» **Data to examine**:
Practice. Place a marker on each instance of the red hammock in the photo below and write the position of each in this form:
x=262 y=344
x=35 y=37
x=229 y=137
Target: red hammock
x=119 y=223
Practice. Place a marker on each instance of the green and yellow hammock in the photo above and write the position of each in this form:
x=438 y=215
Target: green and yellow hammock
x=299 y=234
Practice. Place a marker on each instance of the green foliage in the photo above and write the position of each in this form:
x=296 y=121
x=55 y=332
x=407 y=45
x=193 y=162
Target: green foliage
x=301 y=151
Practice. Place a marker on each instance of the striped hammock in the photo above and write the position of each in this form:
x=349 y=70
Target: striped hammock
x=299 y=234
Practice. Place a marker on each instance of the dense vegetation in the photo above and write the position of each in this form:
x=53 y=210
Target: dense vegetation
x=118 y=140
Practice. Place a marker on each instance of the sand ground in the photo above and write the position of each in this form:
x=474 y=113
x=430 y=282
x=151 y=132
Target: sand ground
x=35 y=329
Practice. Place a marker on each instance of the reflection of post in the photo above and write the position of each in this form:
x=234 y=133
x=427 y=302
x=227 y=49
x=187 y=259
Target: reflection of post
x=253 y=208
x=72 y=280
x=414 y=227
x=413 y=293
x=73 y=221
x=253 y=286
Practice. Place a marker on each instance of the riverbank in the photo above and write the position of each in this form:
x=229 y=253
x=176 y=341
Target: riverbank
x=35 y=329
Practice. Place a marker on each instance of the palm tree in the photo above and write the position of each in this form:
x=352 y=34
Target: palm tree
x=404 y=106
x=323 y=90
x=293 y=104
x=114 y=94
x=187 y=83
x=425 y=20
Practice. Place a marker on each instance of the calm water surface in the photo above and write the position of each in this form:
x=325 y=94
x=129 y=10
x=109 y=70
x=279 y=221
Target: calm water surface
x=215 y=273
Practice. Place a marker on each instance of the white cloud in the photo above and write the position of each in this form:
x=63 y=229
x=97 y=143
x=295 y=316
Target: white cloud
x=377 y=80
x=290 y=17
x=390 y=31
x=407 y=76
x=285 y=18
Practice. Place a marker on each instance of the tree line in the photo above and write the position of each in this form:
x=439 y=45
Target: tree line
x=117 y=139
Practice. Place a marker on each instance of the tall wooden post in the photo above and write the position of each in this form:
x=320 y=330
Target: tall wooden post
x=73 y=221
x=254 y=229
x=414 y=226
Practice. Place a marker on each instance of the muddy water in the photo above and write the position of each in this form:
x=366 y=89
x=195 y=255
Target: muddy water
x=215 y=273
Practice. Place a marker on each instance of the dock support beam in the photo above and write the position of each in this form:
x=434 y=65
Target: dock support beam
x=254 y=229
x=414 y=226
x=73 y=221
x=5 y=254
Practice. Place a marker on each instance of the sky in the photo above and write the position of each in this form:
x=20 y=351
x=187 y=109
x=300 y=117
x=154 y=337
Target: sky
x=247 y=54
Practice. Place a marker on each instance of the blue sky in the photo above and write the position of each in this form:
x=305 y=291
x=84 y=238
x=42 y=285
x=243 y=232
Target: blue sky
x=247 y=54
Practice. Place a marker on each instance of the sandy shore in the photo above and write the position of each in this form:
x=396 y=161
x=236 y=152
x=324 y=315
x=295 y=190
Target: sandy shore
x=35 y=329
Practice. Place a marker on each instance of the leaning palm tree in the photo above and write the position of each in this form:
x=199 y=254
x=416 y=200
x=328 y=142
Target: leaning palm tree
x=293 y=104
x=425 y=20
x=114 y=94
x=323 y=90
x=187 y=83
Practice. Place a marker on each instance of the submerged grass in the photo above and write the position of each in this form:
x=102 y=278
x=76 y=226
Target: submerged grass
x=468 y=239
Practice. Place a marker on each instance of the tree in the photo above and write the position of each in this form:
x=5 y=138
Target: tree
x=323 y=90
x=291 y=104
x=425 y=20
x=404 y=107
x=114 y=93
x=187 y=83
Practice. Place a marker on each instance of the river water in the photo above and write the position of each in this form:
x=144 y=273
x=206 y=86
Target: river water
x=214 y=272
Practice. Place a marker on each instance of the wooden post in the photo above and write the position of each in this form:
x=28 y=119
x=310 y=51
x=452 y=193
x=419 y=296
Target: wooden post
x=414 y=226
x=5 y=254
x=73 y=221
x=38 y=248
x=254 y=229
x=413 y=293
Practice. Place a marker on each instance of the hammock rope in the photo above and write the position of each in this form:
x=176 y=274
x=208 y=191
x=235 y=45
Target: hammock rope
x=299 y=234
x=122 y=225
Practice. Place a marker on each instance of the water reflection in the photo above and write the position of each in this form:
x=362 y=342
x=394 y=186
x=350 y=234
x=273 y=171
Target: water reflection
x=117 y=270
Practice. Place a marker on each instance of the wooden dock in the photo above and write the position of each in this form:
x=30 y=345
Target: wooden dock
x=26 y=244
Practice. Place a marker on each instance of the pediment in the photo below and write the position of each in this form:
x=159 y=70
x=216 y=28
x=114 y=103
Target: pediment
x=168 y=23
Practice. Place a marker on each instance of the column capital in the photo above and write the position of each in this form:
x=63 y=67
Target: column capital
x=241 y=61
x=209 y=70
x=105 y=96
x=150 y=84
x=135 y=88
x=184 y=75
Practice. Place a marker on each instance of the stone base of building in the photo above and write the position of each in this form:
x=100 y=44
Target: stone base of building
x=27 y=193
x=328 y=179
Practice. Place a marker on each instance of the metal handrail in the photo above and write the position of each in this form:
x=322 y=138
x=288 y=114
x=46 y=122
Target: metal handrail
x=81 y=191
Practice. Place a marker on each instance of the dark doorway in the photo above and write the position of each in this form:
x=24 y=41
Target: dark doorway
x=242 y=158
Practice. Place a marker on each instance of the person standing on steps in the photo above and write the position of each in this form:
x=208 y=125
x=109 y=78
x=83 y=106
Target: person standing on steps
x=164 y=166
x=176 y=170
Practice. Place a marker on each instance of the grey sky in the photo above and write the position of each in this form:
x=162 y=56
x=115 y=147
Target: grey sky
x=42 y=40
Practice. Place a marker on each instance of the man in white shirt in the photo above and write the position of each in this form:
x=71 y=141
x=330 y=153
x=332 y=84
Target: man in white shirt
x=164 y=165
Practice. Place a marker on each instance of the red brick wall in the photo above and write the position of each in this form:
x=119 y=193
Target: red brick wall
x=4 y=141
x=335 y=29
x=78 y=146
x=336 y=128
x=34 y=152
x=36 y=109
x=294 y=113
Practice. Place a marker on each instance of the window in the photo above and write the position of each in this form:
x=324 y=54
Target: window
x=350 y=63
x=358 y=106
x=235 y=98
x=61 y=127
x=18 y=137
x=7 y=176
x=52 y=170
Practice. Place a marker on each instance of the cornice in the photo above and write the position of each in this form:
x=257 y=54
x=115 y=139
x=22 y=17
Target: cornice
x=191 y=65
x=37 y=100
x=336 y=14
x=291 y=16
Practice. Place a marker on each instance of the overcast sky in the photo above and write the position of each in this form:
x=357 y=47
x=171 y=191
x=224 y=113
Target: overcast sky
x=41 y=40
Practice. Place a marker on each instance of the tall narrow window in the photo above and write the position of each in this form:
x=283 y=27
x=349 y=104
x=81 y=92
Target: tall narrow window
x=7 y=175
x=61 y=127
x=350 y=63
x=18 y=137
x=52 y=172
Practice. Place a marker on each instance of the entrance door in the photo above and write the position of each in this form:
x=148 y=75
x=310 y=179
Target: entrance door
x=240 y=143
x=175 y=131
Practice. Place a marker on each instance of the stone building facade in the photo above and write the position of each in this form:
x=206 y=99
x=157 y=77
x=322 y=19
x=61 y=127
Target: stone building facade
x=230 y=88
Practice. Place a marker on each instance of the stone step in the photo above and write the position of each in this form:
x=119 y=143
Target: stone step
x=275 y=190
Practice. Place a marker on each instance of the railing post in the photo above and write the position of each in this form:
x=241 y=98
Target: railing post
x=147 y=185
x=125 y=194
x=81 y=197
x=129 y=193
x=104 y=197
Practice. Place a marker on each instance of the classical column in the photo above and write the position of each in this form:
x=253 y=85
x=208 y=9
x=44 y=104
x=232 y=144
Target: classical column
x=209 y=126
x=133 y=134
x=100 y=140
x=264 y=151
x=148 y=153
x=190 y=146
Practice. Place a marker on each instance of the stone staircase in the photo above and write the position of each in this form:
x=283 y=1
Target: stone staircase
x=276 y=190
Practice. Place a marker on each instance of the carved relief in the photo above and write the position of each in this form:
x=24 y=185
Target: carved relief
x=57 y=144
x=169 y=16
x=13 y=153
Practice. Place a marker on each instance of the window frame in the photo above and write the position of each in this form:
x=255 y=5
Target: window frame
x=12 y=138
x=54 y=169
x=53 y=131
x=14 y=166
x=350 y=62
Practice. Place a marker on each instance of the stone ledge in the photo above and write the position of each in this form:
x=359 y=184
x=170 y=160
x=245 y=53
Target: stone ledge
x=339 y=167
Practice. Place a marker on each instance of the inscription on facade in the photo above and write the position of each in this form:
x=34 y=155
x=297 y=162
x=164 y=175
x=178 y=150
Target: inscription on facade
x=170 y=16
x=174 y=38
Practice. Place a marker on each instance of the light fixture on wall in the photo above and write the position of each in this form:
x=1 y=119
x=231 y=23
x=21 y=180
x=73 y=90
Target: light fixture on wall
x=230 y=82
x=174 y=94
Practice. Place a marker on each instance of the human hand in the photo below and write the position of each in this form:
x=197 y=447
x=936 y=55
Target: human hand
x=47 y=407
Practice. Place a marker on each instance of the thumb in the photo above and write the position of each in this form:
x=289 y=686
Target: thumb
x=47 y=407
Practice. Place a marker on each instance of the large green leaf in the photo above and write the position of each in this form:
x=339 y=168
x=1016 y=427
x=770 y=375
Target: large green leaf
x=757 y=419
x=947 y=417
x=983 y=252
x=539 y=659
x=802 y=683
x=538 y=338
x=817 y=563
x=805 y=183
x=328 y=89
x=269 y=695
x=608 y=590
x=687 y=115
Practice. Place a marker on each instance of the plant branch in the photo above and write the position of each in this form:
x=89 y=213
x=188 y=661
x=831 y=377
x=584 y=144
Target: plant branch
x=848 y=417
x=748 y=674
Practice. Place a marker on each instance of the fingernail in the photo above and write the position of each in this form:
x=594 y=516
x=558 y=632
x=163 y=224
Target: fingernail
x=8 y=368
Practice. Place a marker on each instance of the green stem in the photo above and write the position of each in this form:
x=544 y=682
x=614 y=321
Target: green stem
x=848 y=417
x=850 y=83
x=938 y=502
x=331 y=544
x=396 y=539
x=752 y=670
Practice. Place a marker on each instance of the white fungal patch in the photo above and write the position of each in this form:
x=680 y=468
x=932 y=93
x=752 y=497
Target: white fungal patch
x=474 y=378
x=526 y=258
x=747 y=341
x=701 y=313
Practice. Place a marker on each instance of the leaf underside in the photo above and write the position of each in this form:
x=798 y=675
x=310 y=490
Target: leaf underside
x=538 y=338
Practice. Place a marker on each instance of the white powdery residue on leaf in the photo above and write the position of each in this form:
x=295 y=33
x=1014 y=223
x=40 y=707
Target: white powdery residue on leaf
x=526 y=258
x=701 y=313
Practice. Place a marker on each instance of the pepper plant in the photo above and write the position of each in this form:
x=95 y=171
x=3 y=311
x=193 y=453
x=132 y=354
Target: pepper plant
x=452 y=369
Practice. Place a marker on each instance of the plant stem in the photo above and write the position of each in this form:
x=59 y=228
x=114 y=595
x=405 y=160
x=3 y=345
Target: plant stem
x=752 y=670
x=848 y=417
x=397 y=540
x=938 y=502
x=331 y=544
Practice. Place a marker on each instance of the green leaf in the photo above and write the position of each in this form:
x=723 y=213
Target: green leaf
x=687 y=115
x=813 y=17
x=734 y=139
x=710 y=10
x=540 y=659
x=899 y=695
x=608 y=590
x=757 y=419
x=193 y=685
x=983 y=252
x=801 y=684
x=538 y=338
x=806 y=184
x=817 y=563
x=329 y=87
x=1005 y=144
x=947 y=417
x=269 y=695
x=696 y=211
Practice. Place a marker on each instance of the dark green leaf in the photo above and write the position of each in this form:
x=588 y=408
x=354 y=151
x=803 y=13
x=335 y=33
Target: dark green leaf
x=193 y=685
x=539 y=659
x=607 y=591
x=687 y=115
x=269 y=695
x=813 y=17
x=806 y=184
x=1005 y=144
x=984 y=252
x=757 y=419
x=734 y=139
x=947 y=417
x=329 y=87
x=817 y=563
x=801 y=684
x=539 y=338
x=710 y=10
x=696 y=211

» **Task description**: List all lines from the entries that include the word "below".

» **Answer**:
Practice. Place a marker on each instance of the red hammock in the photo below and write the position of each in this form:
Practice. Place a marker on each instance of the pediment in the photo below and write the position of each in this form:
Practice. Place a marker on each instance of the human hand in the photo below and write the position of each in this form:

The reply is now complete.